Wednesday, October 20, 2010

careful when casting numpy arrays

It's been a while since I posted here since I've been posting my questions (and eventual answers like this one) to stackoverflow.com.  In any case, I was running into a problem, that I thought I'd share with you all.

I have some code that was creating a numpy array from a list of lists. Depending on the user's interactions with our program, one of the columns in the list could contain strings, so I was casting the array to type np.object.  However, for very specific inputs, I was encountering a strange error:

ValueError: setting an array element with a sequence.

So I set out to take a closer look at what was happening and this is how I was able to reproduce the error:

>>>np.array(['asdf', 1.3456e-9]).astype('object')[1:].astype('float')
Traceback (most recent call last):
File "", line 1, in
ValueError: setting an array element with a sequence.


And more frighteningly:

>>> np.array(['asdf', 1.345678e-9]).astype('object')[1:].astype('float')

> [Data shown]:

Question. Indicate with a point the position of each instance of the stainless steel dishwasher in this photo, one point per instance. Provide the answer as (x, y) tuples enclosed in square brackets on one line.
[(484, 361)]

> [What to work on]:
[A] Answer these questions using the post about casting numpy arrays:
(i) To which website has the writer been posting questions instead of writing on this blog?
(ii) To what type was the writer casting the array, and what did the text say made that necessary?
(iii) What error message did the writer run into for certain inputs?
[B] Resume the post about casting numpy arrays, continuing it from its final line.

> [Expected outputs]:
[A]
(i) stackoverflow.com
(ii) The array was cast to type np.object, because one of the columns in the list could contain strings, depending on the user's interactions with the program.
(iii) ValueError: setting an array element with a sequence.

[B]
array([ 1.345678])


By this point, you probably see what's going on here.  Since I am _casting_ the array to type np.object, numpy is fitting all of the elements into equally sized blocks of memory that fit the largest string in the array.  The problem is that it doesn't seem to take the floating point values into account, so they are apparently cast to strings and tuncated when they are too large.  In the case above it appears that the underlying data representation would be numpy "|S8"since the float value coming back out is 8 characters wide.

In another example, we see that when the largest string is long enough, the whole float representation gets stored and properly casted.

>>>np.array(['asdfasdfasd', 1.34567e-9]).astype('object')[1:].astype('float')
array([ 1.34567800e-09])


The message here is never to cast a mixed type array to np.object. Rather, create it with that type to begin with so numpy knows how much memory to allocate for your floating point values.

>>> np.array(['asdf', 1.3456789123456e-9], dtype='object')[1:].astype('float')
array([  1.34567891e-09])